• _Required action_
Where a line in the material below has the string "sprout", please report it.

[Opening Records for this exercise section]

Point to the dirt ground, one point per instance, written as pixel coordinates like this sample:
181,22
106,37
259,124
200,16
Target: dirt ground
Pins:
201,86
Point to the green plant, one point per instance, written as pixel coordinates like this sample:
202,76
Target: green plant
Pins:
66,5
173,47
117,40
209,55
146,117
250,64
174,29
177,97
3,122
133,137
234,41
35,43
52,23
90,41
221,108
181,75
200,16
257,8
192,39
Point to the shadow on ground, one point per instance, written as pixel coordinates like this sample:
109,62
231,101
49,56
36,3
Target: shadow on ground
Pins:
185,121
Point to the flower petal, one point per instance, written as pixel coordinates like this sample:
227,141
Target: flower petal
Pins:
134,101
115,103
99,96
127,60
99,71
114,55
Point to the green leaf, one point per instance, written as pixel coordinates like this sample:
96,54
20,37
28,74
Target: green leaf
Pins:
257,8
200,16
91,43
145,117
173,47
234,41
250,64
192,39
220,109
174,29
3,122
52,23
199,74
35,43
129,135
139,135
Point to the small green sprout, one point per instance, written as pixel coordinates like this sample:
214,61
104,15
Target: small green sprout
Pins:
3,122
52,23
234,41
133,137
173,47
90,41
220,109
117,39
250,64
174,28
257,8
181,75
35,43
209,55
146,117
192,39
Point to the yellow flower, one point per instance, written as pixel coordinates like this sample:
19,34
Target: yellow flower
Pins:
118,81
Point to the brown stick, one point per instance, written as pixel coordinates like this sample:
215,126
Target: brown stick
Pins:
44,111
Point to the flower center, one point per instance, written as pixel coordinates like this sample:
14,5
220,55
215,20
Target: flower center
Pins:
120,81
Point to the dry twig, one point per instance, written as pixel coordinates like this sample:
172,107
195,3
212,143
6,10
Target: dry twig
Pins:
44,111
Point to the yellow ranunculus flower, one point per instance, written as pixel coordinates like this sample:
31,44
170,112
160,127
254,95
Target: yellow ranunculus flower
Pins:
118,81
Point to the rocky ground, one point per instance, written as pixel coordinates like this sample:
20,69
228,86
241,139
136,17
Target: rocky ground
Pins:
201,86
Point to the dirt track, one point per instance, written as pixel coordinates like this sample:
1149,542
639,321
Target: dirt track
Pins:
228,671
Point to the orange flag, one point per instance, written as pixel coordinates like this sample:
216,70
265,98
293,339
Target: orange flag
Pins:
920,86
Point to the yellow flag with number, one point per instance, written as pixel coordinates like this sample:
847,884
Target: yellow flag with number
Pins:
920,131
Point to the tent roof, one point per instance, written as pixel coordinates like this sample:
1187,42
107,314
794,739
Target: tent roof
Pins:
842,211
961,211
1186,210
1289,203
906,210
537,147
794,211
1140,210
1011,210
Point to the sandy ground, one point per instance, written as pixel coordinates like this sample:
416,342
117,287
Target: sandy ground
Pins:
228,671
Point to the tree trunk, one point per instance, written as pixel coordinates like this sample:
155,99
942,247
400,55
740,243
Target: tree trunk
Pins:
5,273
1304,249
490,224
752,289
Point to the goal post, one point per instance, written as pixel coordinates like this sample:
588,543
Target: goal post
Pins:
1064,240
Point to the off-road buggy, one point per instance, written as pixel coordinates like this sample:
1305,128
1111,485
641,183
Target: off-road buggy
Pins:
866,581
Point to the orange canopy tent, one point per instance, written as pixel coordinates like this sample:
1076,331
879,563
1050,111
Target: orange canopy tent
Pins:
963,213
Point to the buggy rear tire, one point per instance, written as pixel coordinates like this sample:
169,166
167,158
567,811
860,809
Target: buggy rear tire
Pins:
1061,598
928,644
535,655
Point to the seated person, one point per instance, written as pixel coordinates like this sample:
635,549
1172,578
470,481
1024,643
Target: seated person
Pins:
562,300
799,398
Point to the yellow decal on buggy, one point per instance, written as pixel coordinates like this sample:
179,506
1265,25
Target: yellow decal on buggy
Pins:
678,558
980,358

[Closing Records for this exercise section]

• _Task result_
Point to the small green sprout, one point per instance, written as pixel coordinates like this sample:
Target: small green sprout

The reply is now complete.